**SUPPLIED ENTRIES**

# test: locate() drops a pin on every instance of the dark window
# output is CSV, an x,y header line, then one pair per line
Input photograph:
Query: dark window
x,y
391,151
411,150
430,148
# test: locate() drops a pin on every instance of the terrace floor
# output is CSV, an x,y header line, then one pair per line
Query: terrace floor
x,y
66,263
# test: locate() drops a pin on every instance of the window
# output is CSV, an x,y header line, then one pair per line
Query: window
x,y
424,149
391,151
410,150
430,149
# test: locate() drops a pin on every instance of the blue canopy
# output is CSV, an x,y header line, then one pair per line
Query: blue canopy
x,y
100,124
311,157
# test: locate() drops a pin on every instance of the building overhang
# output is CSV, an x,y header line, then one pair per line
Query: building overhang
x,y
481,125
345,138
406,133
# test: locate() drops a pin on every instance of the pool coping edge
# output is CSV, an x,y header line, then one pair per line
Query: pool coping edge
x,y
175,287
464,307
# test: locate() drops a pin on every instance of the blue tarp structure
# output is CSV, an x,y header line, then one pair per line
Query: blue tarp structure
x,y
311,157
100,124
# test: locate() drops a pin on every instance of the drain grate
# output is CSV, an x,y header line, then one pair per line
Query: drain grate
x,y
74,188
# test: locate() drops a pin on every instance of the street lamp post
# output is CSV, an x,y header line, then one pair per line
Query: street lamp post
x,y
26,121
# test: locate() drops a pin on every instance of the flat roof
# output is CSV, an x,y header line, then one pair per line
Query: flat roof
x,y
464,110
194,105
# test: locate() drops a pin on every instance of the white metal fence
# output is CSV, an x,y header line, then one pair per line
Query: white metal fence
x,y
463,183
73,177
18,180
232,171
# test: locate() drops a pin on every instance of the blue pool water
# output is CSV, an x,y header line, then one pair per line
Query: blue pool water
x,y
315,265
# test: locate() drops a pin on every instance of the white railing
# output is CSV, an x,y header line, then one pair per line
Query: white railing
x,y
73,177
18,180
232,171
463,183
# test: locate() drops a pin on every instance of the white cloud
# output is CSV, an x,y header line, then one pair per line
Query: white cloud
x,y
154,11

**WORK TO COMPLETE**
Beginning with the line that contains "the white metal fence", quote each line exactly through the last line of the entries above, and nothing beyond them.

**SOLUTION FOR THIS TASK**
# test: locate() drops a pin on every instance of the white metal fence
# output is CSV, an x,y header line, then one pair per line
Query: white metal fence
x,y
463,183
73,177
18,180
232,171
# test: locate() drops a pin on every instance of the blue pool water
# output is CSV, an x,y header line, then one pair per line
Query: blue pool water
x,y
315,265
# test: locate() drops a pin on every instance of the white railing
# output is CSV, an x,y header line, then one pair per line
Query: white railing
x,y
73,177
18,180
232,171
463,183
# test: locate() drops a pin on every instance of the white cloud
# output is CSV, an x,y header line, then one pair per line
Query: white cloud
x,y
154,11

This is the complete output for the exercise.